#### [Records provided]
- - - - -
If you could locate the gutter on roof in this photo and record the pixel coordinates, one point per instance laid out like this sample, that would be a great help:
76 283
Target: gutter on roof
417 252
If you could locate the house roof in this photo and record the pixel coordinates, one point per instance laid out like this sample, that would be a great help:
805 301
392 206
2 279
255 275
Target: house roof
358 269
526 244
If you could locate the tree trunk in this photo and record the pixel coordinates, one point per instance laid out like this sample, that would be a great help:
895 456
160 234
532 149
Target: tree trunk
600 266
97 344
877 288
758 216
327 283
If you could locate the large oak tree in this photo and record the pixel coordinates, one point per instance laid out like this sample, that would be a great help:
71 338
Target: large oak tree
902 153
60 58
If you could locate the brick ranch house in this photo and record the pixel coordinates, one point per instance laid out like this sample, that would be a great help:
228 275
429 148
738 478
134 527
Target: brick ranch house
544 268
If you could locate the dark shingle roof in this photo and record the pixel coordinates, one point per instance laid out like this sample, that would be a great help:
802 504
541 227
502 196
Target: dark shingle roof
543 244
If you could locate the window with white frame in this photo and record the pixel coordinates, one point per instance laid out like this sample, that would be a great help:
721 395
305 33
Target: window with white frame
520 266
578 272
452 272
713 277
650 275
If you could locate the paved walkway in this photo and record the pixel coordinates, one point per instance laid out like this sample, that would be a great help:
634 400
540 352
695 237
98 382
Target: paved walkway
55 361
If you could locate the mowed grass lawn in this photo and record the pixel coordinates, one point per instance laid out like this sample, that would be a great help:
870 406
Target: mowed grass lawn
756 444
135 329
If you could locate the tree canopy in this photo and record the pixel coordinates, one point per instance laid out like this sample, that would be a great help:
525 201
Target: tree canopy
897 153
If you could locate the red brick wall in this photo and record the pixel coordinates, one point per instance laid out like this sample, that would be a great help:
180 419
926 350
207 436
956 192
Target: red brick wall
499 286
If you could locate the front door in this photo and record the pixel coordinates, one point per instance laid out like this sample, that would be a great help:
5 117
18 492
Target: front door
- - - - -
#### [What you will do]
Every line of the material must be returned exactly as it appears.

#### [Exercise result]
If you could locate the gutter on roof in this photo and record the pixel coordinates, one point per instance laid out like this sample, that would be a great help:
76 283
Target: gutter on roof
417 252
If you could locate the house roof in this photo and record the pixel coordinates, one point per instance laid out like this sample, that would be a great help:
805 301
392 206
2 279
255 275
Target: house roof
358 269
526 244
If you could locate the tree trunk in this photo and record the pixel coordinates, one point per instance laid out like this sample, that would be a great help:
895 456
160 234
532 149
Target: tree trunk
600 266
97 344
877 288
758 216
327 283
If you could locate the large oak tree in this photo and record the pixel coordinates, one point per instance laid out like this sample, that would be a great help:
71 338
Target: large oak tree
902 153
60 58
If you could locate the brick ranch house in this photo and record the pixel coordinates, one point per instance laid out like this sample, that would be a great help:
228 275
429 148
738 478
134 527
Target: brick ranch house
544 268
If you could locate the dark shingle roof in this photo and record the pixel coordinates, one point per instance laid out like this sample, that would be a great help:
802 504
541 227
502 196
Target: dark shingle roof
543 244
If you could locate the window with white frame in this photo and record the pixel coordinates, one point per instance laid out like this sample, that would be a great help:
721 395
305 33
Target: window with white frame
520 266
578 272
452 272
713 277
650 275
If you could locate the paved walkway in this photo and record the pixel coordinates, one point per instance laid out like this sample, that would be a great help:
634 400
540 352
695 237
98 382
Target: paved walkway
55 361
If you could locate the mowed grass lawn in this photo and record the pixel coordinates, one point per instance laid out like this sample, that would be a great help:
870 406
Target: mowed grass lawn
756 444
135 329
If you could locate the tree canopy in this photo and record the pixel coordinates, one point per instance laid out like this sample, that would be a great help:
525 201
Target: tree canopy
897 153
If you could locate the red brick wall in this photo and record the pixel coordinates, one point per instance laid out like this sample, that would be a great help:
180 419
926 350
207 436
956 192
Target: red brick wall
499 286
If you could locate the front door in this photo and record the pixel coordinates, one point per instance laid out like this sample, that would be a great help:
5 117
18 492
Target: front door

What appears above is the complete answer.